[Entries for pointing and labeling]
----------------
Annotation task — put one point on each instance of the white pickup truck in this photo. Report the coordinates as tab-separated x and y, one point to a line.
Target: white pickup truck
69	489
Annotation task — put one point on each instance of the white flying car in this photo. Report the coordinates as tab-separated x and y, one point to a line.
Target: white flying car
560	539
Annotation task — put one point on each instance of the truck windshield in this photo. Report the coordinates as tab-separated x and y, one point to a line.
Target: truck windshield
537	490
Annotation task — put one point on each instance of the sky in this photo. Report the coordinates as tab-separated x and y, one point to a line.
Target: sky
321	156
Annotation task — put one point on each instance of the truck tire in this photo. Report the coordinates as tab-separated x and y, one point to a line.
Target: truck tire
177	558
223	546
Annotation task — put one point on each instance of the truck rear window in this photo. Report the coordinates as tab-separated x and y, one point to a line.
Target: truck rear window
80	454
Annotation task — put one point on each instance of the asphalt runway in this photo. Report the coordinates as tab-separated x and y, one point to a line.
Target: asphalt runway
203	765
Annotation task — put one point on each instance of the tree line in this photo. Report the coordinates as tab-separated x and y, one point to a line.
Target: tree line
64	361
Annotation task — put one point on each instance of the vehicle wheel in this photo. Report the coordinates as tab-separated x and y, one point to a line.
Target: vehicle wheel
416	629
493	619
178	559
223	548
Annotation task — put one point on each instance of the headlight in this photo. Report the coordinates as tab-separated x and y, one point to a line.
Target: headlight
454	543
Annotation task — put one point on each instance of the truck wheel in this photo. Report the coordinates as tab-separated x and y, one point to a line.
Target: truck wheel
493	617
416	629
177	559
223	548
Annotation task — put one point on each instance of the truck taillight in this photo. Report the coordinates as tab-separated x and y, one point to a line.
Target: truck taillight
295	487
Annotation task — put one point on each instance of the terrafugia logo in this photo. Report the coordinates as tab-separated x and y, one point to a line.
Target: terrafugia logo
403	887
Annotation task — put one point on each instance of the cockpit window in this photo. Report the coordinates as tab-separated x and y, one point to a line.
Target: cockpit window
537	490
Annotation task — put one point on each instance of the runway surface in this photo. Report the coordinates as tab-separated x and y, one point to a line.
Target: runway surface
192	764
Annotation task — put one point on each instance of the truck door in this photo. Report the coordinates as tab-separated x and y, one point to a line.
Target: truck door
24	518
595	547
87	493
----------------
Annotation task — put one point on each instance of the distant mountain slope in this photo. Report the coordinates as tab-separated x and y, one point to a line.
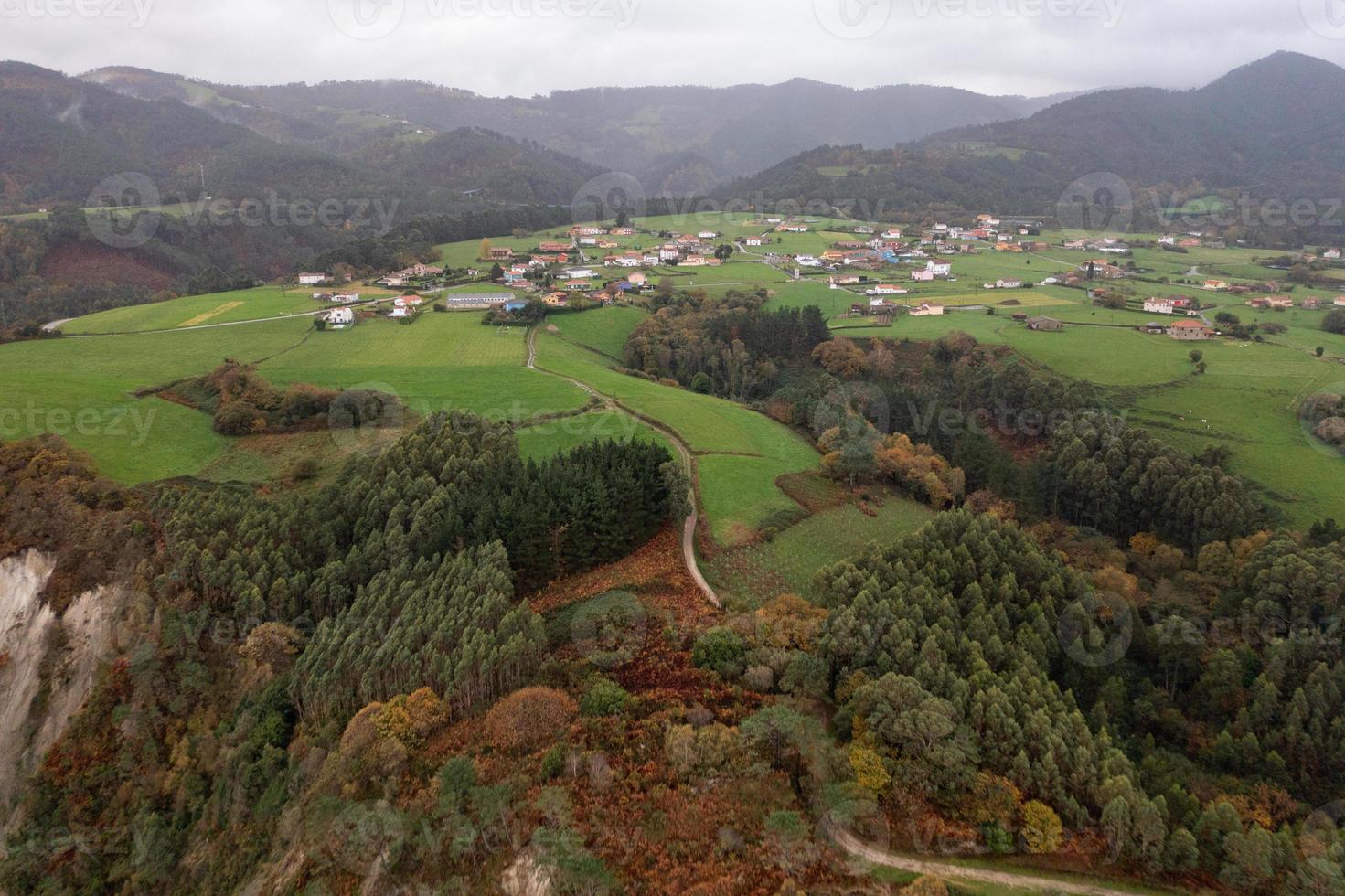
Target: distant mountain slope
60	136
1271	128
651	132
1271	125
----------------
STATED EXERCISE: Please gather every line in the items above that contains the word "cockpit" and copy each one in full. Match the case exactly.

THE RESPONSE:
Annotation task — put one point on each instance of the cockpit window in this photo. Report the coordinates as tab-separated x and y, one point to a line.
Target: cockpit window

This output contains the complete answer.